● Problems and tasks:
a: According to the ceiling fan description, what part of the room can the image capture device's view include?
b: Extend the ceiling fan description with new text that picks up after its last sentence.

[begin Extract]

In some embodiments, the ceiling fan can include various data acquisition devices, such as a microphone, an image capture device, or any combination thereof. The microphone can capture audible sounds originating within the room or within a proximity of the room, such as audio generated from a person or persons in a room. The image capture device can be configured to capture one or more images of at least a portion of the room. In some implementations, the at least a portion of the room can include a doorway through which a person enters or exits the room. In this way, the one or more images captured by the camera can depict a person entering or exiting the room.

According to example aspects of the present disclosure, the ceiling fan can include one or more computing devices. As used herein, the computing device(s) refer to components used to perform computations and can include controllers, one or more processors and one or more memory devices, etc. The computing device(s) can be in communication with the data acquisition device(s) and the sensor(s). In this way, the computing device(s) can receive one or more data signals from the data acquisition device(s) and the sensor(s). As will be discussed below, the computing device(s) can be configured to control operation of the ceiling fan based, at least in part, on the data signals.

In some embodiments, the computing device(s) can include a communication interface for communicating information (e.g., data signals collected from the sensor(s) and data acquisition devices) to other devices (e.g., servers, user devices, control systems, thermostat, etc.). For instance, the ceiling fan can stream or otherwise communicate image data captured by the camera and/or audio data captured by the microphone to a user device (e.g., smartphone, tablet, wearable device, etc.) or other device (e.g., control system, security system) for observation of the room or space by the user.

The ceiling fan can communicate directly with other devices (e.g., using peer-to-peer communication) and/or can communicate with other devices over a network. The network can be any suitable type of network, such as a local area network (e.g., intranet), wide area network (e.g., internet), low power wireless network (e.g., Bluetooth Low Energy (BLE), Zigbee, etc.), or some combination thereof and can include any number of wired or wireless links. In general, communication over the network can be implemented via any type of wired or wireless connection, using a wide variety of communication protocols, encodings or formats, and/or protection schemes.

Example communication technologies used in accordance with example aspects of the present disclosure can include, for instance, Bluetooth low energy, Bluetooth mesh networking, near-field communication, Thread, TLS (Transport Layer Security), Wi-Fi (e.g., IEEE, 802.11), Wi-Fi Direct (for peer-to-peer communication), Z-Wave, Zigbee, Halow, cellular communication, LTE, low-power wide area networking, VSAT, Ethernet, MoCA (Multimedia over Coax Alliance), PLC (Power-line communication), DLT (digital line transmission), etc. Other suitable wired and/or wireless communication technologies can be used without deviating from the scope of the present disclosure.

[end Extract]
[begin Data block]

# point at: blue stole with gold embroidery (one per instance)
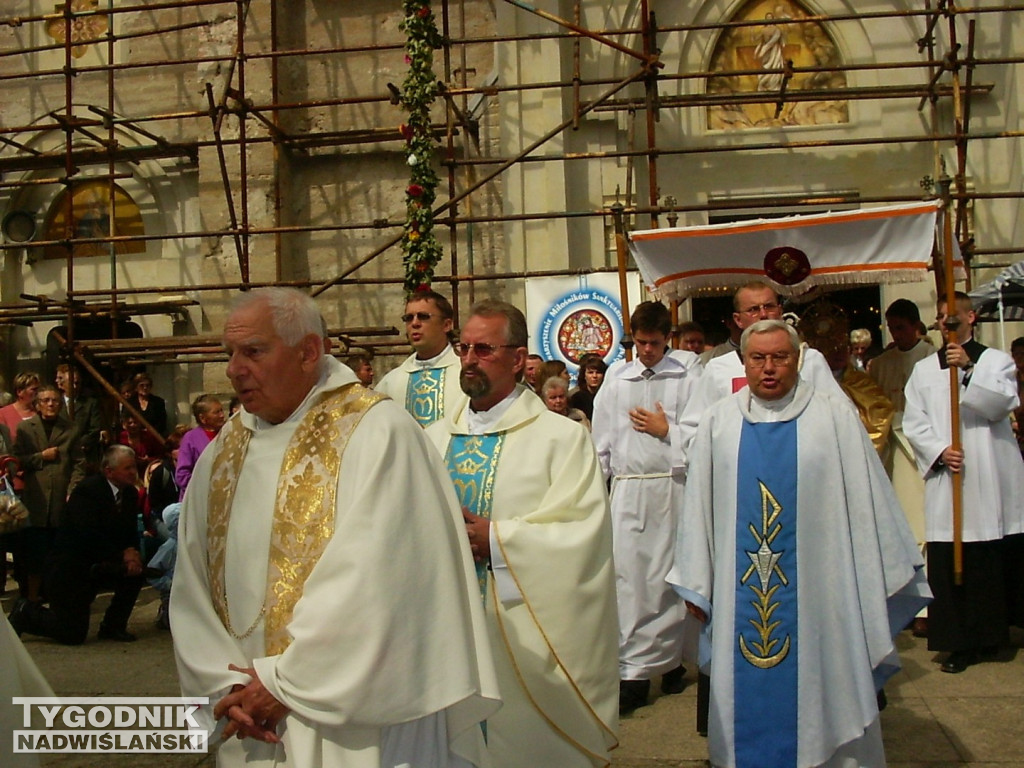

[end Data block]

● Outputs in order:
a: A doorway through which a person enters or exits the room.

b:
In some implementations, the computing device(s) can be configured to control operation of the ceiling fan based at least in part on information (e.g., data signals collected from the data acquisition devices) indicating the presence of a person within the room. For instance, the computing device(s) can be configured to generate a control action associated with activating (e.g., turning on) the light source of the ceiling fan. In this way, the light source can illuminate the room while the room is occupied by the person. Alternatively or additionally, the computing device(s) can be configured to generate a control action associated with activating the motor to rotate the impeller and draw primary air into the housing. In this way, air within the room can be circulated while the room is occupied by the person.

Other suitable devices are contemplated by the present disclosure. For instance, the ceiling fan can communicate with a control system configured to adjust a position of window blinds in the room. The one or more control signals can command the control system to adjust the position of the window blinds to or towards a fully open position or a fully closed position. In this way, an amount of natural light that enters the room can be controlled.

Referring now to the FIGS., FIG. 1 depicts a bladeless ceiling fan 100 according to example embodiments of the present disclosure. As shown, the ceiling fan 100 can be removably mounted to a ceiling 110. In some applications, the ceiling 110 can separate a first space 112 (e.g., positioned beneath the ceiling 110) from a second space 114 (e.g., positioned above the ceiling 110) along a vertical direction V. More specifically, the fan 100 can be secured to the ceiling 110 via a mounting bracket 116. As shown, the first space 112 is defined between the ceiling 110 and a floor 118 along the vertical direction V.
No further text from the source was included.